▶ **EXERCISE**
Rewrite every item below as a Markdown table with two columns, No. and Line. Give each non-blank line its own numbered row and leave out the blank lines.

▶ **DATA SECTION**
____________________

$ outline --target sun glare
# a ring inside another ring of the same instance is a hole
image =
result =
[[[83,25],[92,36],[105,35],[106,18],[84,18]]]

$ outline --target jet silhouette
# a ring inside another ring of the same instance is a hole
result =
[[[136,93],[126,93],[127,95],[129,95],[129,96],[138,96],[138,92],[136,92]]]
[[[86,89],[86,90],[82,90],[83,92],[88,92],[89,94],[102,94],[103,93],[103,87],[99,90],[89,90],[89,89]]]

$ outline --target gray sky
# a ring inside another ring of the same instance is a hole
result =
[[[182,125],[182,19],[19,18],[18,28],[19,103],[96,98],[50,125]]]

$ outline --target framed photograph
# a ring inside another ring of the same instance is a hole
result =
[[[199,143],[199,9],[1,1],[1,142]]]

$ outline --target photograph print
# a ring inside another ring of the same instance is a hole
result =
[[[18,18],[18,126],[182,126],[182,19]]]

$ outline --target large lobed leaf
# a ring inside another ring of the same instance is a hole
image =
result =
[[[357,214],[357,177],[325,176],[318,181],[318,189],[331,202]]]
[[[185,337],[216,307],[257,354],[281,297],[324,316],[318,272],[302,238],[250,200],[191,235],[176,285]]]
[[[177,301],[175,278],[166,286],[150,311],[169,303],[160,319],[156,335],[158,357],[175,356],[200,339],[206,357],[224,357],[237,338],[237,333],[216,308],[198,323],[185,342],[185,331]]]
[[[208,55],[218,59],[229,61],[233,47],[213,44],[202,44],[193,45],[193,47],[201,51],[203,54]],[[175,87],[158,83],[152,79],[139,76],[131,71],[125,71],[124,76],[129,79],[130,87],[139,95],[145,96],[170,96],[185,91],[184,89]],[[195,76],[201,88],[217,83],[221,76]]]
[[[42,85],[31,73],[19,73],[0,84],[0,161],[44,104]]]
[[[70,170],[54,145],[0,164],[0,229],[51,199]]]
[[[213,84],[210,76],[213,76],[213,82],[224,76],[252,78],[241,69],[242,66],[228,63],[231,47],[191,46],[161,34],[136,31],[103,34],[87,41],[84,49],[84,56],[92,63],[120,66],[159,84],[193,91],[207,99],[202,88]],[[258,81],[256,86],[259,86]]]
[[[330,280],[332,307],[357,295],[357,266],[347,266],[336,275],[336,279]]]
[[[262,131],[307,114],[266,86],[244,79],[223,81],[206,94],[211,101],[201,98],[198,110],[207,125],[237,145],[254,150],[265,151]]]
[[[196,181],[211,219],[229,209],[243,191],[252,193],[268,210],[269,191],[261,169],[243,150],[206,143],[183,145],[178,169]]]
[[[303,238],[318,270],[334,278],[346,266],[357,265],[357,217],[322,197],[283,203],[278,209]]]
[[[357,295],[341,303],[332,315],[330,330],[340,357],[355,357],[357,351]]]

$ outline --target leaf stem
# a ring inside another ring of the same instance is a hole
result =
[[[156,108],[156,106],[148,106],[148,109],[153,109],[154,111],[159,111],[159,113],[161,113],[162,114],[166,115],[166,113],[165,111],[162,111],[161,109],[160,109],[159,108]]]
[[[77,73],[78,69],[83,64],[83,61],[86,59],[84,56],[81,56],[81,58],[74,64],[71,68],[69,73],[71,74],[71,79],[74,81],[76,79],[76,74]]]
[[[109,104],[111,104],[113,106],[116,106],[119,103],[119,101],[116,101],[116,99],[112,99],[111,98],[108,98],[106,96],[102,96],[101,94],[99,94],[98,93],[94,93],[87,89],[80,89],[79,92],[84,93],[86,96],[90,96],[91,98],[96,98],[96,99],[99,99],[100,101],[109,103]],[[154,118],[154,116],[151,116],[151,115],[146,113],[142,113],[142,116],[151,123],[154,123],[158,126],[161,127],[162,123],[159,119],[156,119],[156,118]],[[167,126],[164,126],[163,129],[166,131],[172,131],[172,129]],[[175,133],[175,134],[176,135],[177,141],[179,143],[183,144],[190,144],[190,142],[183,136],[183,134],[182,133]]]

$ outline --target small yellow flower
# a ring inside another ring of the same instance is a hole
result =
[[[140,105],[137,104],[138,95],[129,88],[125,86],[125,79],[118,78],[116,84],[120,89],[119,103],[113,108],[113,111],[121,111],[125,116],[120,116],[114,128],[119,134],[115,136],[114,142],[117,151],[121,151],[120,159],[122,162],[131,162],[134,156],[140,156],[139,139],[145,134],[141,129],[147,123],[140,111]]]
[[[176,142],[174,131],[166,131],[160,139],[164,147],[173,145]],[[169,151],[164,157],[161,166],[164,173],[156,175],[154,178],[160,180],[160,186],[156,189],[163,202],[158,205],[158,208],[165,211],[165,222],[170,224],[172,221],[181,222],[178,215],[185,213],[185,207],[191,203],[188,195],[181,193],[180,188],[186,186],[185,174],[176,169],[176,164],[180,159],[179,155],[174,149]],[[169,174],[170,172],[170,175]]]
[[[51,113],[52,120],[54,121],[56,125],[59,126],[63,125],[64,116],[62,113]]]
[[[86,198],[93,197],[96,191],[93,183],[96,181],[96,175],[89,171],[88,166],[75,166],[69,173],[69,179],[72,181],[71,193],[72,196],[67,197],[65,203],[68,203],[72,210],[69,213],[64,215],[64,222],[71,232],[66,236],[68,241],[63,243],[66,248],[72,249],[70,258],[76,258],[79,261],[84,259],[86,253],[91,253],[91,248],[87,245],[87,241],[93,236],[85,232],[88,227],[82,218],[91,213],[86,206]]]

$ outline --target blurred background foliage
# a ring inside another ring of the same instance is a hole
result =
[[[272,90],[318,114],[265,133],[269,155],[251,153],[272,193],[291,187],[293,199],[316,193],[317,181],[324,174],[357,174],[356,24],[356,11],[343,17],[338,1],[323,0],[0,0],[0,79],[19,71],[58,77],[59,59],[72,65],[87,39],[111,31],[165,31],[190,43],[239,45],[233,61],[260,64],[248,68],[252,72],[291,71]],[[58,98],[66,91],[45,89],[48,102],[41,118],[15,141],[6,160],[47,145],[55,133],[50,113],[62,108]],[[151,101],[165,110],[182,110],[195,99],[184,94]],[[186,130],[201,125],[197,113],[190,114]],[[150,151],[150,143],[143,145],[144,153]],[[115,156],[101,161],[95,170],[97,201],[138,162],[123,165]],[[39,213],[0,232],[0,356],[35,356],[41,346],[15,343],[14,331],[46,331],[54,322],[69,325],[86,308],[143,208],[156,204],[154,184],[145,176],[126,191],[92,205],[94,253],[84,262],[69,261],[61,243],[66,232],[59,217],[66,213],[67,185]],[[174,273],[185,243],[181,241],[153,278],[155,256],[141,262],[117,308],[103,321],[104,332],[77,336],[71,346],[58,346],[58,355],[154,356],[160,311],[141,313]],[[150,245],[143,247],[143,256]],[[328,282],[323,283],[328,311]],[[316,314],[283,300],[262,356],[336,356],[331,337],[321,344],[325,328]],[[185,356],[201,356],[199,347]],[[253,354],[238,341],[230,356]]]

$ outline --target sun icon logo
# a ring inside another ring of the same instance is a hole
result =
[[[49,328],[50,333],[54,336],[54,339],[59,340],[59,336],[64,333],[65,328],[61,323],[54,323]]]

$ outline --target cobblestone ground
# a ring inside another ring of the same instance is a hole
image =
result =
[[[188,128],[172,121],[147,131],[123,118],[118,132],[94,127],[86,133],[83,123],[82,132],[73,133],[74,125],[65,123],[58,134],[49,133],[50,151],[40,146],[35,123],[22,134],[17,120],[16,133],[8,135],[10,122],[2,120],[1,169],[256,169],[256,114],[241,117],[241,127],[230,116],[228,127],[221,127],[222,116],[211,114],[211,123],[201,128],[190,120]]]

____________________

▶ **SOLUTION FOR THIS PROBLEM**
| No. | Line |
|---|---|
| 1 | $ outline --target sun glare |
| 2 | # a ring inside another ring of the same instance is a hole |
| 3 | image = |
| 4 | result = |
| 5 | [[[83,25],[92,36],[105,35],[106,18],[84,18]]] |
| 6 | $ outline --target jet silhouette |
| 7 | # a ring inside another ring of the same instance is a hole |
| 8 | result = |
| 9 | [[[136,93],[126,93],[127,95],[129,95],[129,96],[138,96],[138,92],[136,92]]] |
| 10 | [[[86,89],[86,90],[82,90],[83,92],[88,92],[89,94],[102,94],[103,93],[103,87],[99,90],[89,90],[89,89]]] |
| 11 | $ outline --target gray sky |
| 12 | # a ring inside another ring of the same instance is a hole |
| 13 | result = |
| 14 | [[[182,125],[182,19],[19,18],[18,28],[19,103],[96,98],[50,125]]] |
| 15 | $ outline --target framed photograph |
| 16 | # a ring inside another ring of the same instance is a hole |
| 17 | result = |
| 18 | [[[199,143],[199,9],[1,1],[1,142]]] |
| 19 | $ outline --target photograph print |
| 20 | # a ring inside another ring of the same instance is a hole |
| 21 | result = |
| 22 | [[[18,18],[18,126],[182,126],[182,19]]] |
| 23 | $ outline --target large lobed leaf |
| 24 | # a ring inside another ring of the same instance is a hole |
| 25 | image = |
| 26 | result = |
| 27 | [[[357,214],[357,177],[325,176],[318,181],[318,189],[331,202]]] |
| 28 | [[[185,337],[216,307],[257,354],[281,297],[324,316],[318,272],[302,238],[250,200],[191,235],[176,285]]] |
| 29 | [[[177,301],[175,278],[166,286],[150,311],[169,303],[160,319],[156,335],[158,357],[175,356],[200,339],[206,357],[224,357],[237,338],[237,333],[216,308],[198,323],[185,342],[185,331]]] |
| 30 | [[[208,55],[218,59],[229,61],[233,47],[213,44],[202,44],[193,45],[193,47],[201,51],[203,54]],[[175,87],[158,83],[152,79],[139,76],[131,71],[125,71],[124,76],[129,79],[130,87],[139,95],[145,96],[170,96],[185,91],[184,89]],[[195,76],[201,88],[217,83],[221,76]]] |
| 31 | [[[42,85],[31,73],[19,73],[0,84],[0,161],[44,104]]] |
| 32 | [[[70,170],[54,145],[0,164],[0,229],[51,199]]] |
| 33 | [[[213,84],[210,76],[213,76],[213,82],[224,76],[252,78],[241,69],[242,66],[228,63],[231,47],[191,46],[161,34],[136,31],[103,34],[87,41],[84,49],[84,56],[92,63],[120,66],[159,84],[193,91],[207,99],[202,88]],[[258,81],[256,86],[259,86]]] |
| 34 | [[[330,280],[332,307],[357,295],[357,266],[347,266],[336,275],[336,279]]] |
| 35 | [[[262,131],[307,114],[266,86],[244,79],[223,81],[206,94],[211,101],[201,98],[198,110],[207,125],[237,145],[254,150],[265,151]]] |
| 36 | [[[196,181],[211,219],[229,209],[243,191],[252,193],[268,210],[269,191],[261,169],[243,150],[206,143],[183,145],[178,169]]] |
| 37 | [[[303,238],[318,270],[334,278],[346,266],[357,265],[357,217],[322,197],[283,203],[278,209]]] |
| 38 | [[[357,295],[341,303],[332,315],[330,330],[340,357],[355,357],[357,351]]] |
| 39 | $ outline --target leaf stem |
| 40 | # a ring inside another ring of the same instance is a hole |
| 41 | result = |
| 42 | [[[156,108],[156,106],[148,106],[148,109],[153,109],[154,111],[159,111],[159,113],[161,113],[162,114],[166,115],[166,113],[165,111],[162,111],[161,109],[160,109],[159,108]]] |
| 43 | [[[77,73],[78,69],[83,64],[83,61],[86,59],[84,56],[81,56],[81,58],[74,64],[71,68],[69,73],[71,74],[71,79],[74,81],[76,79],[76,74]]] |
| 44 | [[[109,104],[111,104],[113,106],[116,106],[119,103],[119,101],[116,101],[116,99],[112,99],[111,98],[108,98],[106,96],[102,96],[101,94],[99,94],[98,93],[94,93],[87,89],[80,89],[79,92],[84,93],[86,96],[90,96],[91,98],[96,98],[96,99],[99,99],[100,101],[109,103]],[[154,118],[154,116],[151,116],[151,115],[146,113],[142,113],[142,116],[151,123],[154,123],[158,126],[161,127],[162,123],[159,119],[156,119],[156,118]],[[167,126],[164,126],[163,129],[166,131],[172,131],[172,129]],[[175,133],[175,134],[176,135],[177,141],[179,143],[183,144],[190,144],[190,142],[183,136],[183,134],[182,133]]] |
| 45 | $ outline --target small yellow flower |
| 46 | # a ring inside another ring of the same instance is a hole |
| 47 | result = |
| 48 | [[[140,105],[137,104],[138,95],[129,88],[125,86],[125,79],[118,78],[116,84],[120,89],[119,103],[113,108],[113,111],[121,111],[125,116],[120,116],[114,128],[119,134],[115,136],[114,142],[117,151],[121,151],[120,159],[122,162],[131,162],[134,156],[140,156],[139,139],[145,134],[141,129],[147,123],[140,111]]] |
| 49 | [[[176,142],[174,131],[166,131],[160,139],[164,147],[173,145]],[[169,151],[164,157],[161,166],[164,173],[156,175],[154,178],[160,180],[160,186],[156,189],[163,202],[158,205],[158,208],[165,211],[165,222],[170,224],[172,221],[181,222],[178,215],[185,213],[185,207],[191,203],[188,195],[181,193],[180,188],[186,186],[185,174],[176,169],[176,164],[180,159],[179,155],[174,149]],[[169,174],[170,172],[170,175]]] |
| 50 | [[[51,113],[52,120],[54,121],[56,125],[59,126],[63,125],[64,116],[62,113]]] |
| 51 | [[[86,198],[93,197],[96,191],[93,183],[96,181],[96,175],[89,171],[88,166],[75,166],[69,173],[69,179],[72,181],[71,193],[72,196],[67,197],[65,203],[68,203],[72,210],[69,213],[64,215],[64,222],[71,232],[66,236],[68,241],[63,243],[66,248],[72,249],[70,258],[76,258],[79,261],[84,259],[86,253],[91,253],[91,248],[87,245],[87,241],[93,236],[85,232],[88,227],[82,218],[91,213],[86,206]]] |
| 52 | $ outline --target blurred background foliage |
| 53 | # a ring inside another ring of the same instance is a hole |
| 54 | result = |
| 55 | [[[272,90],[318,114],[265,133],[269,155],[251,153],[272,193],[291,187],[293,199],[316,193],[317,181],[324,174],[357,174],[356,24],[356,11],[343,17],[338,1],[323,0],[0,0],[0,79],[19,71],[58,77],[59,59],[72,65],[87,39],[111,31],[165,31],[190,43],[239,45],[233,61],[260,64],[248,68],[252,72],[291,71]],[[58,98],[66,91],[45,89],[48,102],[41,118],[15,141],[6,160],[47,145],[55,133],[50,113],[62,108]],[[151,101],[165,110],[182,110],[195,99],[184,94]],[[186,130],[201,125],[197,113],[190,114]],[[150,151],[150,143],[143,145],[144,153]],[[115,156],[101,161],[95,170],[97,201],[138,162],[123,165]],[[39,213],[0,232],[0,356],[35,356],[41,346],[15,343],[14,331],[46,331],[54,322],[69,325],[86,308],[143,208],[156,204],[154,184],[145,176],[126,191],[92,205],[94,253],[84,262],[69,261],[61,243],[66,232],[59,217],[66,213],[67,185]],[[174,273],[185,243],[181,241],[153,278],[155,256],[141,262],[117,308],[103,321],[104,332],[77,336],[71,346],[58,346],[58,355],[154,356],[160,311],[141,313]],[[150,245],[143,247],[143,256]],[[328,282],[323,283],[328,311]],[[316,314],[283,300],[262,356],[336,356],[331,337],[321,344],[325,328]],[[185,356],[201,356],[199,347]],[[253,354],[238,341],[230,356]]] |
| 56 | $ outline --target sun icon logo |
| 57 | # a ring inside another ring of the same instance is a hole |
| 58 | result = |
| 59 | [[[49,328],[50,333],[54,336],[54,339],[59,340],[59,336],[64,333],[65,328],[61,323],[54,323]]] |
| 60 | $ outline --target cobblestone ground |
| 61 | # a ring inside another ring of the same instance is a hole |
| 62 | image = |
| 63 | result = |
| 64 | [[[188,128],[172,121],[147,131],[123,118],[118,132],[94,127],[86,133],[83,123],[82,132],[73,133],[74,125],[65,123],[58,134],[49,133],[50,151],[40,146],[35,123],[22,134],[17,120],[16,133],[8,135],[10,122],[2,120],[1,169],[256,169],[256,114],[241,117],[241,127],[230,116],[228,127],[221,127],[222,116],[211,114],[211,123],[201,128],[190,120]]] |